Lay out every line of the material below as a JSON list of strings, one string per line. Omit blank lines and leave the pictures out.

>> BEGIN PROVIDED RECORDS

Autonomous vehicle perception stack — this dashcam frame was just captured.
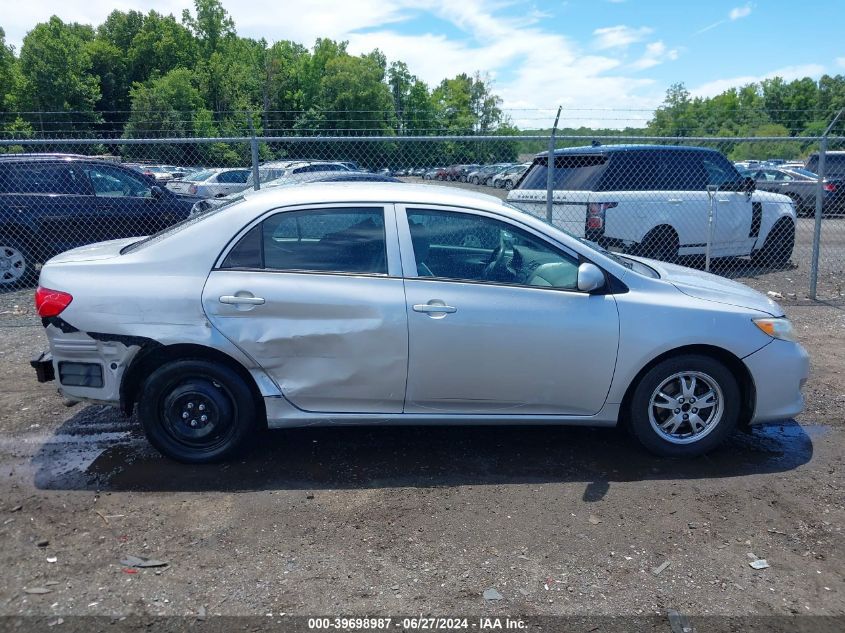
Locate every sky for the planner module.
[0,0,845,128]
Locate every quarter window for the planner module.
[217,169,252,185]
[222,208,387,275]
[408,209,578,290]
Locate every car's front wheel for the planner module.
[138,359,258,464]
[626,354,740,457]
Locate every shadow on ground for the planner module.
[32,407,826,494]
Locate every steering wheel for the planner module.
[483,231,507,279]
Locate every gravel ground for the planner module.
[0,185,845,631]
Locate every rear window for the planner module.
[519,154,608,191]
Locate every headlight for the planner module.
[752,317,795,341]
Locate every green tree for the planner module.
[648,83,698,136]
[20,16,100,130]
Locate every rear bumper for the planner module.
[743,340,810,424]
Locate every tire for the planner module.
[751,218,795,268]
[639,225,680,264]
[138,359,258,464]
[625,354,741,457]
[0,236,38,290]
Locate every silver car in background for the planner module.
[33,183,808,462]
[167,168,252,198]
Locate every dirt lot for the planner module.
[0,198,845,631]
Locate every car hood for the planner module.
[48,237,143,264]
[626,255,784,317]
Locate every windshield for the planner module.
[503,202,660,279]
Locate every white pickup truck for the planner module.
[508,145,796,266]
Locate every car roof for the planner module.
[536,143,716,158]
[239,182,502,207]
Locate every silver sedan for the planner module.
[33,183,808,462]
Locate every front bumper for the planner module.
[743,340,810,424]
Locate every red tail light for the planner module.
[586,202,619,231]
[35,286,73,318]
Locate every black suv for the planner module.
[0,154,195,288]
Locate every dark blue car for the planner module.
[0,154,195,288]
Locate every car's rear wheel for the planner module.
[626,354,740,457]
[752,218,795,267]
[138,359,258,464]
[0,236,36,288]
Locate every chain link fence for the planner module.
[0,124,845,320]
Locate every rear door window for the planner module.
[700,152,740,187]
[217,169,252,185]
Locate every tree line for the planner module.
[519,75,845,160]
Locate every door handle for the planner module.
[414,303,458,314]
[220,295,264,306]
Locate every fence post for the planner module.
[546,106,563,224]
[810,110,843,301]
[249,112,261,191]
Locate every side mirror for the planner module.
[578,262,605,292]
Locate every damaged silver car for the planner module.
[32,183,808,462]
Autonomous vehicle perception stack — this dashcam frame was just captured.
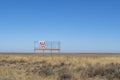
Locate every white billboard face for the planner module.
[39,41,45,48]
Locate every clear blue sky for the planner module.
[0,0,120,52]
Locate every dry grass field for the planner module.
[0,53,120,80]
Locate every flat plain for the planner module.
[0,53,120,80]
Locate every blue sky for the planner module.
[0,0,120,52]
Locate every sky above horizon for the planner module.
[0,0,120,52]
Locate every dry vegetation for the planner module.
[0,53,120,80]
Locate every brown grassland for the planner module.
[0,53,120,80]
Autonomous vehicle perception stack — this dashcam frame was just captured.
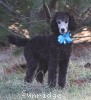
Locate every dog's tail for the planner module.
[7,35,29,47]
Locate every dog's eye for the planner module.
[57,21,60,24]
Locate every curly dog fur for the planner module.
[8,12,76,88]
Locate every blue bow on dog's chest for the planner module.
[58,33,72,44]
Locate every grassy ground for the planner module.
[0,29,91,100]
[0,45,91,100]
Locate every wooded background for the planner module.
[0,0,91,42]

>> END PROVIDED RECORDS

■ CORRECT OUTPUT ■
[
  "Autonomous vehicle perception stack — this dashcam frame was just captured.",
  "Locate every sky for the planner module.",
  "[0,0,845,128]",
  "Locate every quarter window for the planner module.",
  "[217,169,252,185]",
  "[222,208,387,275]",
  "[408,209,578,290]",
  "Locate every car's front wheel for the planner module.",
  "[138,359,258,464]",
  "[626,354,740,457]",
  "Locate every shadow on ground for the planner module.",
  "[32,407,826,494]",
  "Locate every steering wheel for the planner module.",
  "[483,231,507,279]",
  "Locate every gravel ground for the planner module.",
  "[0,185,845,631]",
  "Locate every rear window for the planner module.",
  "[519,154,608,191]",
  "Locate every headlight for the planner module.",
  "[752,317,795,341]",
  "Locate every green tree for the planner module.",
  "[648,83,698,136]",
  "[20,16,100,130]",
  "Locate every rear bumper for the planner module.",
  "[743,340,810,424]",
  "Locate every tire for the planner module.",
  "[751,218,795,268]",
  "[639,225,680,264]",
  "[138,359,258,464]",
  "[625,354,741,457]",
  "[0,236,38,290]",
  "Locate every silver car in background for the planner module.",
  "[33,183,808,462]",
  "[167,168,252,198]",
  "Locate every dirt lot for the planner module.",
  "[0,198,845,631]",
  "Locate every car hood for the planner module.",
  "[48,237,143,264]",
  "[626,255,784,317]",
  "Locate every windshield for the planner module.",
  "[503,202,660,279]",
  "Locate every white pickup truck for the planner module.",
  "[508,145,796,266]",
  "Locate every car roof for the planner module.",
  "[536,143,716,158]",
  "[239,182,502,207]",
  "Locate every silver sedan for the planner module.",
  "[33,183,808,462]",
  "Locate every front bumper for the planner module.",
  "[743,340,810,424]",
  "Locate every red tail light for the planner module.",
  "[586,202,619,231]",
  "[35,286,73,318]",
  "Locate every black suv for the planner module.",
  "[0,154,195,288]",
  "Locate every dark blue car for the planner module.",
  "[0,154,195,288]",
  "Locate every car's rear wheel for the planner module.",
  "[626,354,740,457]",
  "[752,218,795,267]",
  "[138,359,258,464]",
  "[0,236,36,288]",
  "Locate every chain link fence for the planner module.",
  "[0,124,845,320]",
  "Locate every rear door window for the planner module.",
  "[700,152,740,187]",
  "[217,169,252,185]",
  "Locate every tree line for the planner module.",
  "[519,75,845,160]",
  "Locate every door handle for the planner module.",
  "[414,303,458,314]",
  "[220,295,264,306]",
  "Locate every fence post for the planner module.",
  "[546,106,563,224]",
  "[810,110,843,301]",
  "[249,112,261,191]",
  "Locate every side mirror for the planner module.",
  "[578,262,605,292]",
  "Locate every damaged silver car for the planner module.",
  "[32,183,808,462]",
  "Autonomous vehicle perception stack — this dashcam frame was just captured.",
  "Locate every white billboard face for the planner module.",
  "[39,41,45,48]",
  "Locate every clear blue sky for the planner module.",
  "[0,0,120,52]",
  "Locate every dry grass field for the planner module.",
  "[0,53,120,80]",
  "Locate every flat plain for the planner module.",
  "[0,53,120,80]",
  "Locate every blue sky for the planner module.",
  "[0,0,120,52]",
  "Locate every sky above horizon for the planner module.",
  "[0,0,120,52]",
  "Locate every dry vegetation for the planner module.",
  "[0,53,120,80]",
  "Locate every brown grassland for the planner module.",
  "[0,53,120,80]",
  "Autonomous vehicle perception stack — this dashcam frame was just captured.",
  "Locate every dog's tail for the planner module.",
  "[7,35,29,47]",
  "Locate every dog's eye for the planner module.",
  "[57,21,60,24]",
  "Locate every curly dog fur for the planner module.",
  "[8,12,76,88]",
  "Locate every blue bow on dog's chest for the planner module.",
  "[58,33,72,44]",
  "Locate every grassy ground for the planner module.",
  "[0,29,91,100]",
  "[0,45,91,100]",
  "Locate every wooded background for the planner module.",
  "[0,0,91,42]"
]